Items listed in a dataset
-*-
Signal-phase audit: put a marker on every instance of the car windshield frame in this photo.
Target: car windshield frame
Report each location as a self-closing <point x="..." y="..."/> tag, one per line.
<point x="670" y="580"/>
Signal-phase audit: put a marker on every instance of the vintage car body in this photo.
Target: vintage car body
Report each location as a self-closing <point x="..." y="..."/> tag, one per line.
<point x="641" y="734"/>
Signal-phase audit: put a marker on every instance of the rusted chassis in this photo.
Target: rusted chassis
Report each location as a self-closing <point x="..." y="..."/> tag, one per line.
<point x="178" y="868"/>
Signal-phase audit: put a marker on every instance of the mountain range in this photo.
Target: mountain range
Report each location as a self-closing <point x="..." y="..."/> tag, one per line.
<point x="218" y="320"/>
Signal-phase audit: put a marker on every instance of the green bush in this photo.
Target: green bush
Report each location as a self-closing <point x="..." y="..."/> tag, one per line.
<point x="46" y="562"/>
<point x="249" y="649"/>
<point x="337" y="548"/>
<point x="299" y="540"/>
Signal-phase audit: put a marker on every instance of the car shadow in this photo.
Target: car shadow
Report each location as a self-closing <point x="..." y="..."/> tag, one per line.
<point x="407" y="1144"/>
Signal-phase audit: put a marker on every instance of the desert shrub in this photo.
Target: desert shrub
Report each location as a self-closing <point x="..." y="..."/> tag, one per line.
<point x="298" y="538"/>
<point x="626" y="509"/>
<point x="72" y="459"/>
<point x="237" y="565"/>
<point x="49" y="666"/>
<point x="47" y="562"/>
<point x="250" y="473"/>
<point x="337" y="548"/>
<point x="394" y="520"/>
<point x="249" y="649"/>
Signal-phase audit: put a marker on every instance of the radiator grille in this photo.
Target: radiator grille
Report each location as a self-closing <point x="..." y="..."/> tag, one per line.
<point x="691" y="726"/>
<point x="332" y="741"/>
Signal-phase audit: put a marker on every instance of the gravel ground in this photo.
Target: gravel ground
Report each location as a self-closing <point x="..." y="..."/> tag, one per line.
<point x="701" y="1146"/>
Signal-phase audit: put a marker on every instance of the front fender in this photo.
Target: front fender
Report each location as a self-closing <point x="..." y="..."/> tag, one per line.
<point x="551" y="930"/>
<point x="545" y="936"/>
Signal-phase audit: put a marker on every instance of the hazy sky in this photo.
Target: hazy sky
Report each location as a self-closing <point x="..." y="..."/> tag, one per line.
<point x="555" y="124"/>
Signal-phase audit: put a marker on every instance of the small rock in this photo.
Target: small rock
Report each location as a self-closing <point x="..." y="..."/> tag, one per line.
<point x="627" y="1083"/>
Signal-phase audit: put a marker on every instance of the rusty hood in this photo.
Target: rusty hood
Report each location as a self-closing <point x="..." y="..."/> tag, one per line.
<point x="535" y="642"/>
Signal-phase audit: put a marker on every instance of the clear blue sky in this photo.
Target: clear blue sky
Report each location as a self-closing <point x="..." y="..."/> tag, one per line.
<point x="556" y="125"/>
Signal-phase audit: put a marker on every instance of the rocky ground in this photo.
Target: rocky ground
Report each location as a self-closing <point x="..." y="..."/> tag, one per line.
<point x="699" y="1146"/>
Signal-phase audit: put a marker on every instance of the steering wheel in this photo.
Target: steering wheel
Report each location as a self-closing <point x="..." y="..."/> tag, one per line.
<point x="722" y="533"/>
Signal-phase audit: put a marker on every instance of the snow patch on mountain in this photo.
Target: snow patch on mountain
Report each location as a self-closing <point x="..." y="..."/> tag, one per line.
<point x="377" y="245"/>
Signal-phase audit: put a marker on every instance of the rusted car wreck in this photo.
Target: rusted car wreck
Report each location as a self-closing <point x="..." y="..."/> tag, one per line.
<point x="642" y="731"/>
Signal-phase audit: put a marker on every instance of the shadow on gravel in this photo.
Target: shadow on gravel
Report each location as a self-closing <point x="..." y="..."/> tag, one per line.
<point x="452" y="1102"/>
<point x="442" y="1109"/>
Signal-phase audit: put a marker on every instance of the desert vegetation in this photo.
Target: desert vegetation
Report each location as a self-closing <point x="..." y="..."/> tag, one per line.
-*-
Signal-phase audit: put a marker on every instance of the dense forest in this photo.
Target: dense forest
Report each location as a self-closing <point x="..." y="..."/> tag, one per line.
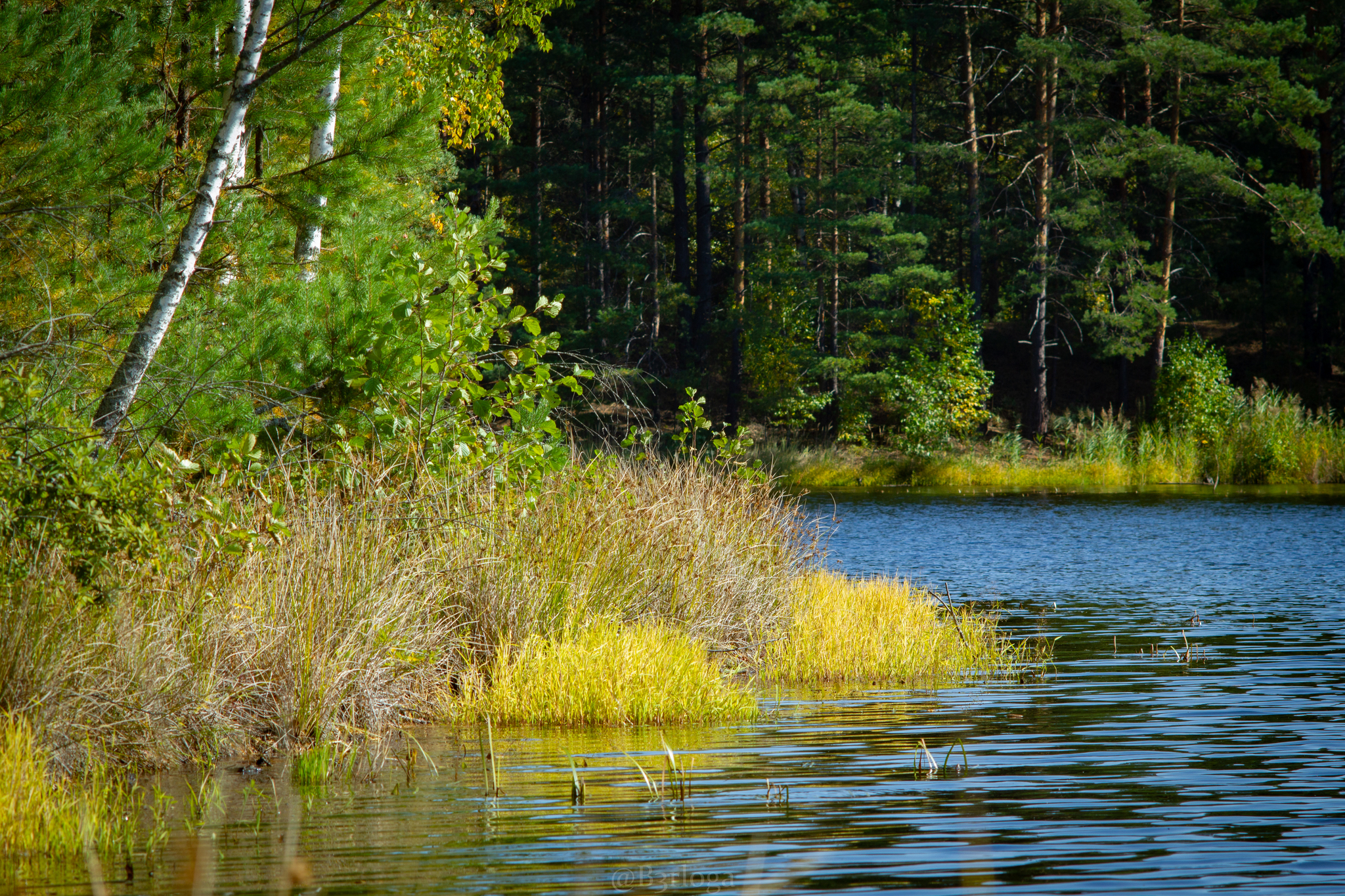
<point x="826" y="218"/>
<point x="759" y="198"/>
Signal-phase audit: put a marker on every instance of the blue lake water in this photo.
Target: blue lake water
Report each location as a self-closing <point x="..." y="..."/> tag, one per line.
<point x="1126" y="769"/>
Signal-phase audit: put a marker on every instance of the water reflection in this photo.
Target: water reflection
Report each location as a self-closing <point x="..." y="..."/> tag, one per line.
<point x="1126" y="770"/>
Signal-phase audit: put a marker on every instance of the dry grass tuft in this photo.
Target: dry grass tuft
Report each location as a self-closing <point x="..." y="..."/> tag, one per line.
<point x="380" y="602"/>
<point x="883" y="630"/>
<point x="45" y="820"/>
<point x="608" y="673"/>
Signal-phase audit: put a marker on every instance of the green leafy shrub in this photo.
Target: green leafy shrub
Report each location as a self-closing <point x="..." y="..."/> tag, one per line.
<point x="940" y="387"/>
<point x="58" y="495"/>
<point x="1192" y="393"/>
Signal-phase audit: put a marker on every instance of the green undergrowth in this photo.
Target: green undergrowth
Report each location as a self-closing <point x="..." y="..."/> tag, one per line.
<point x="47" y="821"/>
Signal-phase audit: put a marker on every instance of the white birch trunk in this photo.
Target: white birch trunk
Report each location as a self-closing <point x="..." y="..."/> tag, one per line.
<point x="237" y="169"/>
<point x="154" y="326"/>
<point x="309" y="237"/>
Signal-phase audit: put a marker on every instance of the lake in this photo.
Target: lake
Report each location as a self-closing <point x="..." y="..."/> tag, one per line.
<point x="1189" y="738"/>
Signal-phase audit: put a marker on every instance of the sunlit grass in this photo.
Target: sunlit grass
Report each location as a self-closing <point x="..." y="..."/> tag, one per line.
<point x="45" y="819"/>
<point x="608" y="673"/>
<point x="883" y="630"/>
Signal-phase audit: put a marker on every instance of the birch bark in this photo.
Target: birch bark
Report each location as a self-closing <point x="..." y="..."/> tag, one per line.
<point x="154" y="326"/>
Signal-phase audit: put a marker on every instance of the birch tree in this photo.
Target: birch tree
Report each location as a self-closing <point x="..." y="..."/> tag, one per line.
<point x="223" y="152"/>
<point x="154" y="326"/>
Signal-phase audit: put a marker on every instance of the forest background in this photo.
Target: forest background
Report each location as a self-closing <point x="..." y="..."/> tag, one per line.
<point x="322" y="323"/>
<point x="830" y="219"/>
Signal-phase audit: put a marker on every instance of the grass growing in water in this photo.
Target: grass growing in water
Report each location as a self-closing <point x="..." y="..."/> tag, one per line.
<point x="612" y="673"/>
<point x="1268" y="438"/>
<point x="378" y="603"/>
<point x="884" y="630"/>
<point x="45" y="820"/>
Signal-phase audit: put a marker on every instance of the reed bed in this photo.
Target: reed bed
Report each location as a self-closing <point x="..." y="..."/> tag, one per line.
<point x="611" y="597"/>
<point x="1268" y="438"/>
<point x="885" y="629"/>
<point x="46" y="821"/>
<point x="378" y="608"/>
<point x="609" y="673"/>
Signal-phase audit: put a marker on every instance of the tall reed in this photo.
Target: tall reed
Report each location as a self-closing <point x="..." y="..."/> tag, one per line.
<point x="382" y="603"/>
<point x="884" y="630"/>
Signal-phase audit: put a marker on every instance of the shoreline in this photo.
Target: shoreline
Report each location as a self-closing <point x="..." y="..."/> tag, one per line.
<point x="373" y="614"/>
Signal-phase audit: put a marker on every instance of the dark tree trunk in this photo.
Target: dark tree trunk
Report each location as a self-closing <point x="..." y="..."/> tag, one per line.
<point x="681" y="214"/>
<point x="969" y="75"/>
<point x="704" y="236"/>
-*-
> **What is needed**
From the line that has "Signal-phase audit: put a marker on every instance of the lake" through the line that has "Target: sunlit grass", copy every line exactly as it appears above, and leave out all others.

> **Task solution**
Signal-phase audit: put a marker on every instance of the lake in this photo.
Target: lake
Report each location as a self-closing <point x="..." y="..."/> tag, one per line.
<point x="1189" y="738"/>
Signal-phase audit: put a marker on every instance of the sunlit grass in this photo.
Target: sunlit grass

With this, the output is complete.